== Directions ==
Show every line in the rows below that contains the string "along". Case counts.

== Data rows ==

********

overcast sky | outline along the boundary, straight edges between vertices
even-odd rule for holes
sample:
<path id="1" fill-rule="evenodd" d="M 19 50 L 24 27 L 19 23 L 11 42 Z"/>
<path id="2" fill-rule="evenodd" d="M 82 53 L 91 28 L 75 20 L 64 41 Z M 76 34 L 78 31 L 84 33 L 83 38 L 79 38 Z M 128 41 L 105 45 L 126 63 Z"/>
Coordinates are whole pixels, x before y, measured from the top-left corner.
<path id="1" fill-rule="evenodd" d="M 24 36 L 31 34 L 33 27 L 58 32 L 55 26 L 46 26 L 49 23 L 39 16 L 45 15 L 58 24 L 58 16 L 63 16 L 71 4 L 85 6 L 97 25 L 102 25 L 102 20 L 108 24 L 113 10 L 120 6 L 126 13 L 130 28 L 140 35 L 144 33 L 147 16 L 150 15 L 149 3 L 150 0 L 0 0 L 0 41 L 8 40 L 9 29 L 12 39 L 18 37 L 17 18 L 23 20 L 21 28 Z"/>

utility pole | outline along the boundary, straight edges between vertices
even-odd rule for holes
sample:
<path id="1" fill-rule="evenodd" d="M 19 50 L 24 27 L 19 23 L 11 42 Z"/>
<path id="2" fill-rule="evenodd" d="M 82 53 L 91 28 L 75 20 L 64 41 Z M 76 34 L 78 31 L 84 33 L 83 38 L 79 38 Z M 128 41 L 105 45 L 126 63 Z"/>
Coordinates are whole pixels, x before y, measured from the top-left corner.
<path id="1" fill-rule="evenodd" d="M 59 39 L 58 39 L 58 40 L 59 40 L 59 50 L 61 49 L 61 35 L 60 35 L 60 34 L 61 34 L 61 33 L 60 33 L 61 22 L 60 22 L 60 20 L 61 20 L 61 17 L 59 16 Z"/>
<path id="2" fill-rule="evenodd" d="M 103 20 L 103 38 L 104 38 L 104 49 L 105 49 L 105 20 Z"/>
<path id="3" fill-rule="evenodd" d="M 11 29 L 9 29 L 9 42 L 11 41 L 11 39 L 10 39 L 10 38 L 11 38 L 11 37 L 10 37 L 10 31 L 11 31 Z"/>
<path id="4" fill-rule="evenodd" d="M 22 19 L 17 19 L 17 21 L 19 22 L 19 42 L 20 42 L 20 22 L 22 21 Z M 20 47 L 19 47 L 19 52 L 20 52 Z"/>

********

== Full answer ==
overcast sky | outline along the boundary, straight edges between vertices
utility pole | outline along the boundary, straight edges between vertices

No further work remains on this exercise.